◆ TO DO: Transcribe the records from the line containing "in water. Thank you!" onward, up to and including the final line, exactly and without anything else.

(Beginning of WORKING DATA)

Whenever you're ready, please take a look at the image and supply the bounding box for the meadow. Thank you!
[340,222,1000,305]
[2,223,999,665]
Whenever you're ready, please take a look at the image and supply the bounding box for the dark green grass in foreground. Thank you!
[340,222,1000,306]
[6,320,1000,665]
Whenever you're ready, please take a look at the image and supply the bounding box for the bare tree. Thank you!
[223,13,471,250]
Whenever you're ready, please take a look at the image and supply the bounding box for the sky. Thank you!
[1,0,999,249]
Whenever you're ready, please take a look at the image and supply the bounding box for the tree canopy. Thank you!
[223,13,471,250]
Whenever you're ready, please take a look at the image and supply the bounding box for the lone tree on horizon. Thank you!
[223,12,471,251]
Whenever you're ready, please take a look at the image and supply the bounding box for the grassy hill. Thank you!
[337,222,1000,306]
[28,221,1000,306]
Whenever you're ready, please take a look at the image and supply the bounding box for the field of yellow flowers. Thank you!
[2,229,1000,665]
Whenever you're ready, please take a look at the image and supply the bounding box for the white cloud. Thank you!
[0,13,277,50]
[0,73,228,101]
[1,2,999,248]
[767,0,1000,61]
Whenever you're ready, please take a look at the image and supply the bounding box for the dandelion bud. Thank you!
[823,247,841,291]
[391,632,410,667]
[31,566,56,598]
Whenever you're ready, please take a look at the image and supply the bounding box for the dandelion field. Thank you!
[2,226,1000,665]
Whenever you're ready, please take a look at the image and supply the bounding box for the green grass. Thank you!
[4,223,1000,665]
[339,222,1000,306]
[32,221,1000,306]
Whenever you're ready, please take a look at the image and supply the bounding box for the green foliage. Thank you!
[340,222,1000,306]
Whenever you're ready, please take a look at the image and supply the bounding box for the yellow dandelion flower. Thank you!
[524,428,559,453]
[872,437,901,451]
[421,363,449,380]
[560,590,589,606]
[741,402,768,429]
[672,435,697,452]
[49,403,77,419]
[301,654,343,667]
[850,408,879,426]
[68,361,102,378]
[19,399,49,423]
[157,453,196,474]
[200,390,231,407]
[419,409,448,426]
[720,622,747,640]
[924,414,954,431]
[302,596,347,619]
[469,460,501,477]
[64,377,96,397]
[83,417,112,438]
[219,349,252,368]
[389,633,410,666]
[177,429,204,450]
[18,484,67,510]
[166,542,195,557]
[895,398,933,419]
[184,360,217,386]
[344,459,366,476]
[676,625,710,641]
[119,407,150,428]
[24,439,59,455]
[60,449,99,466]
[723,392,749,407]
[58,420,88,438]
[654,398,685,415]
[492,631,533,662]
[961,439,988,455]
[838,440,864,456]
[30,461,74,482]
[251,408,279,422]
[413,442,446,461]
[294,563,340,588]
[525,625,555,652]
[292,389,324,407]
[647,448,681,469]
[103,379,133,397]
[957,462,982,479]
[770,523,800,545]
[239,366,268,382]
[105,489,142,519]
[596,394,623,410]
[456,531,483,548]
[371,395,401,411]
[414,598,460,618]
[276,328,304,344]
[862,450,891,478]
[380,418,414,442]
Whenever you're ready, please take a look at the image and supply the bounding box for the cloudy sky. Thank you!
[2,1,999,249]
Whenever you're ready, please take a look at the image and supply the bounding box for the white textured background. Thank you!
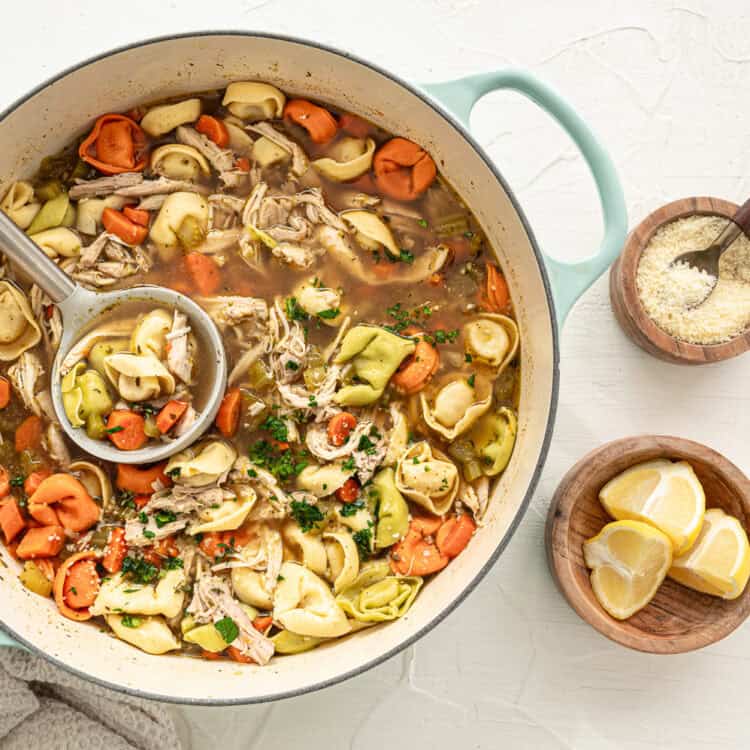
[3,1,750,748]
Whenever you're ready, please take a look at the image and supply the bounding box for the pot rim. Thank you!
[0,29,560,705]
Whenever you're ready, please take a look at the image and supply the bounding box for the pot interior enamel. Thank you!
[0,33,557,704]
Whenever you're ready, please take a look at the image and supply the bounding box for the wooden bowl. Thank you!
[609,196,750,364]
[546,435,750,653]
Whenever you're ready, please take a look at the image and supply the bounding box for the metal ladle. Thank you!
[670,197,750,307]
[0,210,227,465]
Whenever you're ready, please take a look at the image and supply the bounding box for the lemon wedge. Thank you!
[669,508,750,599]
[599,459,705,555]
[583,520,673,619]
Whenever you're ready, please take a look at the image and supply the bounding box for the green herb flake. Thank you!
[121,614,142,629]
[154,510,177,528]
[317,308,340,320]
[105,425,125,434]
[285,296,309,322]
[468,373,476,388]
[261,415,289,443]
[215,616,239,644]
[290,500,325,533]
[353,524,374,559]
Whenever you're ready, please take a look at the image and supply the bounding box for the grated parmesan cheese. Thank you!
[636,214,750,344]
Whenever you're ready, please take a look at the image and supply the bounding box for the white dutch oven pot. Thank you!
[0,32,626,704]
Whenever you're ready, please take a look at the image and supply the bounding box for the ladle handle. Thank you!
[717,197,750,253]
[0,210,76,303]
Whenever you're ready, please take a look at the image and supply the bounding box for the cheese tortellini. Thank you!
[463,313,519,370]
[395,442,459,516]
[149,191,209,258]
[222,81,286,121]
[421,377,492,441]
[0,281,42,361]
[334,326,415,406]
[273,562,351,638]
[341,209,400,258]
[29,227,81,259]
[151,144,211,181]
[61,363,113,438]
[296,463,354,498]
[467,406,518,476]
[283,520,328,576]
[166,440,237,487]
[91,568,186,619]
[323,530,360,593]
[103,352,175,402]
[1,181,40,229]
[106,614,181,655]
[371,468,409,549]
[141,98,202,137]
[189,486,256,535]
[313,138,376,182]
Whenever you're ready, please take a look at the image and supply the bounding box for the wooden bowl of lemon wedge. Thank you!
[546,435,750,653]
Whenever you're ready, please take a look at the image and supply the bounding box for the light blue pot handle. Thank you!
[422,69,627,325]
[0,627,21,649]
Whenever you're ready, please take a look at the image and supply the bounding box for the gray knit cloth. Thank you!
[0,649,183,749]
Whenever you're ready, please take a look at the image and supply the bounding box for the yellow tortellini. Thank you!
[253,137,290,168]
[91,568,186,619]
[467,406,518,476]
[62,363,113,439]
[69,459,113,507]
[29,227,81,259]
[131,309,172,359]
[336,560,422,623]
[395,441,459,516]
[106,614,181,655]
[149,191,209,259]
[271,630,325,655]
[0,281,42,361]
[371,468,409,550]
[166,440,238,487]
[1,181,40,229]
[334,326,415,406]
[103,352,175,402]
[222,81,286,121]
[232,568,274,610]
[383,405,408,467]
[341,209,400,258]
[188,487,256,535]
[463,313,519,370]
[296,462,354,498]
[150,144,211,181]
[294,278,342,326]
[27,192,75,234]
[283,520,328,575]
[88,338,129,378]
[313,138,375,182]
[223,119,254,156]
[323,530,360,593]
[421,377,491,441]
[141,98,202,137]
[273,562,351,638]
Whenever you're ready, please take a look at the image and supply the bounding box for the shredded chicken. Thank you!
[69,173,144,200]
[305,419,375,462]
[176,126,234,174]
[461,476,490,523]
[124,517,188,546]
[115,177,212,198]
[166,310,193,384]
[7,352,44,415]
[29,284,62,353]
[44,423,70,467]
[187,574,274,665]
[247,123,309,176]
[198,295,268,331]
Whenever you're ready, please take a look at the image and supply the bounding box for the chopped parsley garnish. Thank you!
[166,467,181,478]
[285,360,300,371]
[398,249,415,264]
[121,614,142,628]
[290,500,325,532]
[117,490,136,510]
[317,308,340,320]
[468,373,476,387]
[464,230,474,239]
[164,556,184,570]
[357,435,377,455]
[214,616,239,644]
[105,425,125,434]
[308,395,318,407]
[340,499,364,517]
[154,510,177,528]
[10,475,24,487]
[353,524,374,559]
[433,329,460,344]
[342,457,356,471]
[143,529,155,539]
[121,556,158,585]
[138,511,148,524]
[417,218,428,228]
[261,415,288,443]
[465,353,473,363]
[285,296,309,321]
[247,468,258,478]
[249,440,308,481]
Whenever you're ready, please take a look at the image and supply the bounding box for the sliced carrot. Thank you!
[134,494,151,509]
[373,137,437,201]
[410,513,444,536]
[122,205,150,226]
[436,514,476,558]
[63,558,100,610]
[0,377,10,409]
[223,523,256,550]
[185,252,221,296]
[102,207,148,245]
[116,462,170,495]
[28,473,100,533]
[0,499,26,543]
[196,115,229,147]
[142,535,179,567]
[482,263,510,313]
[102,527,127,573]
[327,412,357,447]
[53,551,98,621]
[226,645,254,664]
[28,503,59,526]
[79,114,147,175]
[252,615,273,634]
[390,339,440,395]
[235,157,251,172]
[338,112,371,138]
[428,273,445,287]
[335,477,360,504]
[284,99,338,144]
[16,525,65,560]
[15,415,42,452]
[106,410,147,451]
[200,650,222,660]
[0,465,9,498]
[199,532,223,559]
[155,400,189,434]
[24,469,52,497]
[390,528,449,576]
[215,388,241,438]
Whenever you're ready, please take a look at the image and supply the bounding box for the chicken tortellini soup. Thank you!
[0,82,520,665]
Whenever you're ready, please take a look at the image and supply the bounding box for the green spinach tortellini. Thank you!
[336,560,422,623]
[467,406,518,476]
[334,325,415,406]
[61,363,113,440]
[371,468,409,549]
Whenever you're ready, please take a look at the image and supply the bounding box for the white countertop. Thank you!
[3,1,750,747]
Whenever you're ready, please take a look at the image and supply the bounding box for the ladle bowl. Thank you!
[0,210,227,464]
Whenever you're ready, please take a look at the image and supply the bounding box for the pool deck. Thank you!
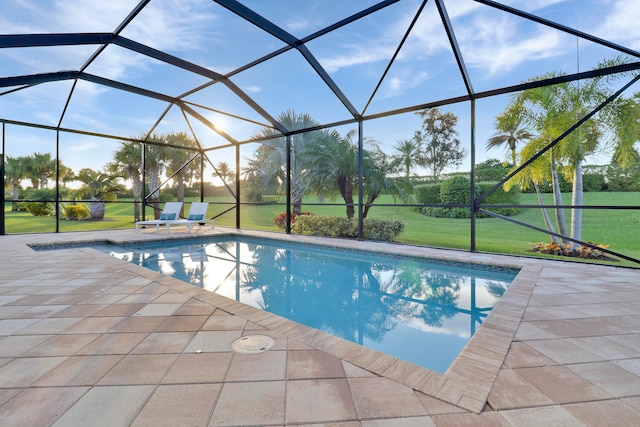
[0,227,639,426]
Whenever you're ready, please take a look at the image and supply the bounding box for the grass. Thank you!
[4,192,640,266]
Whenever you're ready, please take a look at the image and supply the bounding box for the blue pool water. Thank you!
[93,236,518,373]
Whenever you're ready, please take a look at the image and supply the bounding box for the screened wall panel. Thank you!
[1,0,639,265]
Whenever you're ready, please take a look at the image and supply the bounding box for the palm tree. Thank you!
[504,138,561,244]
[392,138,421,178]
[111,141,143,222]
[215,161,234,185]
[4,156,28,211]
[142,133,169,219]
[306,130,413,219]
[164,132,200,214]
[75,168,125,220]
[24,152,55,189]
[505,57,640,248]
[58,164,76,188]
[306,129,359,219]
[244,111,322,215]
[486,112,534,166]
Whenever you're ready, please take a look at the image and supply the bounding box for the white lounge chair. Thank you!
[173,202,214,233]
[135,202,183,233]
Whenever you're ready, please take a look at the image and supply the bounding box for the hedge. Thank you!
[415,175,523,218]
[290,215,405,241]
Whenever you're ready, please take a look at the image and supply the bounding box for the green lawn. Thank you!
[4,192,640,266]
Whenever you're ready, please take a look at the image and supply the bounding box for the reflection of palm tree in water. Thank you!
[415,274,461,328]
[485,281,508,299]
[367,265,462,329]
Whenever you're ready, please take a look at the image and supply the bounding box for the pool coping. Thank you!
[42,228,542,414]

(End of WORKING DATA)

◆ ANSWER SECTION:
Whenever you're ready, please take a look at the image and supply the bounding box for the reflection of palm tree in water. Thank you!
[415,274,461,328]
[485,281,508,299]
[367,265,462,329]
Whenever you're ready, please take a look at the image and supply the bounding box for the pool coping. Thank you!
[42,228,542,414]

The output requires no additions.